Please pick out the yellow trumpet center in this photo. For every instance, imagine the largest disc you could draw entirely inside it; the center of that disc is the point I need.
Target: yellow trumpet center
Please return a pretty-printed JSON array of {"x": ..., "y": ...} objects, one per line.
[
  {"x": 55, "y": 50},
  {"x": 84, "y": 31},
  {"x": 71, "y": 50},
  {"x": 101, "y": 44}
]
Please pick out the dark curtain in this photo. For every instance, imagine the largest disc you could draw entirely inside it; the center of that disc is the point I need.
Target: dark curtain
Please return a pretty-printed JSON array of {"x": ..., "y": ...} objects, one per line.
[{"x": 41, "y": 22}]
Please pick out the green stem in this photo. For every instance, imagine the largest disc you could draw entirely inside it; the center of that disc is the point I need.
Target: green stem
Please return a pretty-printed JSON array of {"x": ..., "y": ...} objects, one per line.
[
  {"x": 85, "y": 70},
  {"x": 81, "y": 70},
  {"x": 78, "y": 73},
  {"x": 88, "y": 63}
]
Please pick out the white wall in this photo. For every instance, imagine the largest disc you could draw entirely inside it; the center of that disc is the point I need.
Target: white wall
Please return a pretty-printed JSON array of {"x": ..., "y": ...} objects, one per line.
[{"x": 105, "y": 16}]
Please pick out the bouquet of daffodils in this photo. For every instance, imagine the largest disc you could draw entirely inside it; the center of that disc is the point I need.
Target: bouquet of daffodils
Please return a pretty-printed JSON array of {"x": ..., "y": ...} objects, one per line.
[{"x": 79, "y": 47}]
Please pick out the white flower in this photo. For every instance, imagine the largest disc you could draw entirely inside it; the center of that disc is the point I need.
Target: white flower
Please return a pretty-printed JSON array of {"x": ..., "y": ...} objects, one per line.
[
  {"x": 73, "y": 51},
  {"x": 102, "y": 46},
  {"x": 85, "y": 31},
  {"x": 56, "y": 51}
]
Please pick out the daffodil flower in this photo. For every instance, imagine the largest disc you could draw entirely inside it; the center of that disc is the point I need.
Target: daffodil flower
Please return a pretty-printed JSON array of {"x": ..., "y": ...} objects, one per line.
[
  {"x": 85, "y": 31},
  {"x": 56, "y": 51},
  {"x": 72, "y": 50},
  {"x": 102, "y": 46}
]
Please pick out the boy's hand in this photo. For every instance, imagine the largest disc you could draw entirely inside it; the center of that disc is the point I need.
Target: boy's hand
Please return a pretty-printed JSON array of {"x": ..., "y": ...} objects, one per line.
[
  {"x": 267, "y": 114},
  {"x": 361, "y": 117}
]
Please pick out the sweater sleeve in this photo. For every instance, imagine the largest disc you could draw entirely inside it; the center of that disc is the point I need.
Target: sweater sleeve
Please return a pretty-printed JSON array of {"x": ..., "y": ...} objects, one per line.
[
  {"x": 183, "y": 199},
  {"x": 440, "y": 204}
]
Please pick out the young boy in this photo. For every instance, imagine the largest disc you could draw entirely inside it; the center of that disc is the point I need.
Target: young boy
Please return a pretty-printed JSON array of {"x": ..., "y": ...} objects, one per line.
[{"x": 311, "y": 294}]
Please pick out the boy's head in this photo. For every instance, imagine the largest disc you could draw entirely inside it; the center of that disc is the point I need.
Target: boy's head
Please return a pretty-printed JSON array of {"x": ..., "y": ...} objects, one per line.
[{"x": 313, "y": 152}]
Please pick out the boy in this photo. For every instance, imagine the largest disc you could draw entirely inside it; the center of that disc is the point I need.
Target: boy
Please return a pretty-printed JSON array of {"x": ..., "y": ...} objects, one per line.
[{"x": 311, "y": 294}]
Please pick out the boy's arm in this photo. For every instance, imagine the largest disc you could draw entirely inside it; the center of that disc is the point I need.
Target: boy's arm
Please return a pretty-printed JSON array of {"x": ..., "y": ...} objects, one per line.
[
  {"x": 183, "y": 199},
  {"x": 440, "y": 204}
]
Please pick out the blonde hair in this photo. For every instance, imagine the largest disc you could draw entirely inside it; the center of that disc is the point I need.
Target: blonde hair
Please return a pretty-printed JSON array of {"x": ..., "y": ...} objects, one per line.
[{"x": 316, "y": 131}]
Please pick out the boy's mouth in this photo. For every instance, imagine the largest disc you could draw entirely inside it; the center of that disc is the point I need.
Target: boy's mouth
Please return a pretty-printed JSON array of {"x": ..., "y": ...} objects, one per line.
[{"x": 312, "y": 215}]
━━━
TASK TO CARRY OUT —
Rewrite all the records above, putting "circle" wherever "disc" appears and leaving everything else untouched.

SOLUTION TO THIS TASK —
Please pick out the yellow trumpet center in this photo. For every instance, imagine the largest circle you could draw entirely inside it; the center of that circle is the point I need.
Target: yellow trumpet center
Please return a pretty-printed JSON array of {"x": ..., "y": ...} objects, one per line.
[
  {"x": 55, "y": 50},
  {"x": 84, "y": 31},
  {"x": 71, "y": 50},
  {"x": 101, "y": 44}
]
Please pick out the dark curtain in this photo. For every instance, imagine the largest circle you could draw entirely inside it; the center of that circle is the point I need.
Target: dark curtain
Please return a pretty-printed JSON array of {"x": ..., "y": ...} objects, one per line.
[{"x": 41, "y": 22}]
Please pick out the green stem in this photo. For every instance, imagine the largest circle you could draw entirely inside it; the center of that circle is the point I need.
Target: green stem
Please return a pretty-printed JSON array of {"x": ..., "y": ...} objects, one per line.
[
  {"x": 85, "y": 70},
  {"x": 81, "y": 70},
  {"x": 78, "y": 73},
  {"x": 88, "y": 63}
]
Please pick out the white wall in this photo. For every instance, imagine the largest circle you could draw entirely inside it; the center of that circle is the point I need.
Target: white wall
Please return a pretty-printed JSON array of {"x": ..., "y": ...} objects, one per line.
[{"x": 105, "y": 16}]
Please pick out the bouquet of daffodils in this photo. For every instance, imagine the largest circle you could draw entirely inside it; the center of that circle is the point I need.
Target: bouquet of daffodils
Please return a pretty-printed JSON array of {"x": ..., "y": ...} objects, one per line.
[{"x": 79, "y": 47}]
Please pick out the white flower in this photo. For every instance, imagine the largest circle you could draw entirely inside it; the center of that circle is the point I need.
Target: white flower
Please return a pretty-printed JSON array of {"x": ..., "y": ...} objects, one per line.
[
  {"x": 73, "y": 51},
  {"x": 102, "y": 46},
  {"x": 85, "y": 31},
  {"x": 56, "y": 51}
]
Please pick out the daffodil flower in this photo. For every instance, imagine the largest circle you could draw entirely inside it; the center of that circle is the point I need.
Target: daffodil flower
Please return a pretty-printed JSON array of {"x": ..., "y": ...} objects, one per line.
[
  {"x": 85, "y": 31},
  {"x": 56, "y": 51},
  {"x": 72, "y": 50},
  {"x": 102, "y": 46}
]
Please pick out the boy's hand in this photo. For every instance, imagine the largest circle you could draw entirely inside it; the center of that circle is the point I need.
Target: boy's hand
Please return a pretty-printed JSON array of {"x": ..., "y": ...} objects, one per line.
[
  {"x": 267, "y": 114},
  {"x": 361, "y": 117}
]
Please pick out the sweater sleeve in this photo. For every instance, imagine the largest circle you could draw entirely inside it; the center of that circle is the point I need.
Target: sweater sleeve
Please return a pretty-printed JSON array of {"x": ..., "y": ...} objects, one per line.
[
  {"x": 183, "y": 199},
  {"x": 440, "y": 204}
]
Please pick out the young boy in this photo. For every instance, imagine the largest circle you could draw entirely inside it; the center of that circle is the point I need.
Target: young boy
Please return a pretty-printed JSON array of {"x": ..., "y": ...} objects, one per line.
[{"x": 311, "y": 294}]
Please pick out the boy's head in this photo. For every instance, imagine the largest circle you could draw entirely inside it; the center of that circle is the point I need.
Target: boy's head
Please return a pretty-printed JSON array of {"x": ..., "y": ...} objects, one per line.
[{"x": 313, "y": 152}]
Please pick out the boy in this photo. For every instance, imagine the largest circle you could draw entirely inside it; the center of that circle is the point I need.
Target: boy
Please return a pretty-printed JSON array of {"x": ..., "y": ...} objects, one per line.
[{"x": 311, "y": 294}]
Please pick out the boy's arm in this photo. For every instance, imagine the largest circle you could draw entirely inside it; the center of that circle is the point I need.
Target: boy's arm
Please return a pretty-printed JSON array of {"x": ..., "y": ...} objects, one per line.
[
  {"x": 183, "y": 199},
  {"x": 440, "y": 204}
]
Please pick out the blonde hair in this photo. For every instance, imagine the largest circle you could draw entirely inside it; the center of that circle is the point I need.
Target: blonde hair
Please return a pretty-printed JSON array of {"x": ..., "y": ...} objects, one per line.
[{"x": 316, "y": 131}]
Please pick out the boy's mouth in this photo. For every instance, imagine the largest circle you could draw entirely inside it; the center of that circle is the point I need.
Target: boy's mouth
Please return a pretty-printed JSON array of {"x": ..., "y": ...} objects, one per line.
[{"x": 312, "y": 215}]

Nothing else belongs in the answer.